GIVEN TEXT:
****

I’ve been struggling trying to find a way to stay in my house after my divorce but have hit roadblock after roadblock until finally crying uncle and deciding the heck with it, I’m just gonna sell it, split the proceeds and be done with it all. Since that decision, I have been looking for a rental, preferably in the park I currently live, but I also like the 55+ park next to this one called Bulow Plantation.
This afternoon I went and looked at a darling 960 square foot furnished bungalow on a canal with a cozy shaded lanai that I will rent for at least six months, possibly longer. The owner is a travel nurse (similar to my daughter) and may extend her job into next June. It is quiet and peaceful and just what I think I need at this point in my life. Now to the interesting part:
The address is 65 Whitefeather. Just for fun, I thought I’d look up the spiritual meaning of “White Feather.”
“Many Christians believe the appearance of a white feather has an angelic connection. Some believe their guardian angel is communicating with them and offering a message of love, comfort, hope, and peace. There can also be a strong feeling of angelic energy associated with the presentation of a white feather, especially when it has no logical reason to be where the person finds it.”
“Finding a white feather could mean any of the following:
Angels are near: The first meaning is simply that angels are nearby. This could be someone they know who passed on or a patron saint.
Watching over you: The most common meaning is that a loved one is watching over you. If you’ve recently lost someone close to you, this is a source of comfort.
Peace: White feathers are also a symbol of peace, even if you’re not a religious person.
Everything is okay: Lastly, a white feather is a reminder to stay faithful. Everything is going to be okay with time.”
This past January, we discovered mold growing in the laundry room and master bathroom due to a slow but steady water heater leak that caused excessive damage to two rooms and triggered a wicked case of eczema in me that has lasted for months. With the tear-out and dry-out period, we were without hot water for weeks on end, eventually having to move my 95-year-old mother back to Michigan the first week of February. By the first week of March, she was dying, and my life has not been the same since.
Now it’s the end of April. It’s nearly eight weeks since mom died. Since then I have stayed with my cousin at Lake Huron, my brother in Fort Myers, with my daughter in New Mexico, or with a friend in Ormond Beach; anywhere but at my own home where my soon-to-be ex-husband has been holed up in his tv room busily packing up his 3,000 DVDs in preparation for his move to a new apartment 60 miles away. It finally happened on April 19th, and I still don’t feel like I can take a deep breath.

****

YOUR TASKS:
[a] Write out the stretch of the Whitefeather post from "Peace: White feathers" through "the same since.", word for word.
[b] According to the Whitefeather post, why did the writer's mother have to be moved back to Michigan? Please answer in one to three sentences.
[c] Carry on the Whitefeather post from its final sentence, keeping the same personal voice.

Dataset entries
****

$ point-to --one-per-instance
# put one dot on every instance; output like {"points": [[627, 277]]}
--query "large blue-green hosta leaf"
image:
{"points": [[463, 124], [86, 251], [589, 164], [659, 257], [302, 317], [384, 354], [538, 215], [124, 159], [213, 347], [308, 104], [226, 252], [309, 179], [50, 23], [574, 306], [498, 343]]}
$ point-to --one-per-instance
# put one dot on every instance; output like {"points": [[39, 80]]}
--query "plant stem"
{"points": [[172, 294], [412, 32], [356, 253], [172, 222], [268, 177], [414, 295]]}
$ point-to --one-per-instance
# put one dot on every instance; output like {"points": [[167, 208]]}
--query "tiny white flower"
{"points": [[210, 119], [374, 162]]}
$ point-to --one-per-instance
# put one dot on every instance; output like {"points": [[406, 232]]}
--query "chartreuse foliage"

****

WRITTEN ANSWERS:
[a]
Peace: White feathers are also a symbol of peace, even if you’re not a religious person.
Everything is okay: Lastly, a white feather is a reminder to stay faithful. Everything is going to be okay with time.”
This past January, we discovered mold growing in the laundry room and master bathroom due to a slow but steady water heater leak that caused excessive damage to two rooms and triggered a wicked case of eczema in me that has lasted for months. With the tear-out and dry-out period, we were without hot water for weeks on end, eventually having to move my 95-year-old mother back to Michigan the first week of February. By the first week of March, she was dying, and my life has not been the same since.

[b] A slow water heater leak caused mold in the laundry room and master bathroom. During the tear-out and dry-out, the house had no hot water for weeks on end, so the writer's 95-year-old mother was moved back to Michigan in the first week of February.

[c]
My hope has always been to stay in this house. I love this area, my neighbors, and this home, especially with half the furniture out of it. But it’s not to be. And aside from the dread of having to sell most everything in it, it’s just stuff, and stuff can be replaced. I’ll rent something furnished and lighten my load. It’s probably for the best in the long run. I don’t think I want to own a home anymore. Too many things can go wrong, and now it’s just me. And I really don’t want to have to think about all that.
It seems each of these past four months began with, “I just have to get through this month.” But today is May 1, and I just have to get through this next month. Hopefully, at the end of it, I will have sold this house, seen my ex-husband in the rear-view mirror, and found a new place to live. Maybe I can start to look forward to the beautiful days in this wonderful area that have been too long ignored. I want to enjoy short and long trips back to Michigan and Oklahoma, go kayaking again, meet up with friends for dinner or drinks, or perhaps just do nothing at all. I’m going to get past the stress from these last four months and remember to be grateful every day for the many, many blessings I have.
I know I’m standing in the middle of the forest. I’ve been standing in the middle of it for months. And with each event, I say, “I cannot see past this.” And yet it passes. So again, I cannot yet see past this. But I know the days will pass, the house will sell, the divorce will happen, and I will move on to be on my own once again to find my way out of the trees.
Last year I thought my mother was dying. We’d put her on hospice in June of 2021 and watched her decline over a few weeks. And then she rallied. She didn’t come back a hundred percent, but she did come back. She had lots of visitors between June and year’s end, and we celebrated her 95th birthday along with the rest of the world on New Year’s Eve. A month later we discovered a water leak had caused lots of damage and excessive mold in the house, and with that, my siblings decided it was time to bring mom back to Michigan. Within a very short time, we met my brother and his wife at the airport, and mom left us to go to Grand Rapids, Michigan, to a very nice apartment in an assisted living facility where, at 95, she would live by herself for the first time in her life. Even with lots of family members nearby, it did not go well.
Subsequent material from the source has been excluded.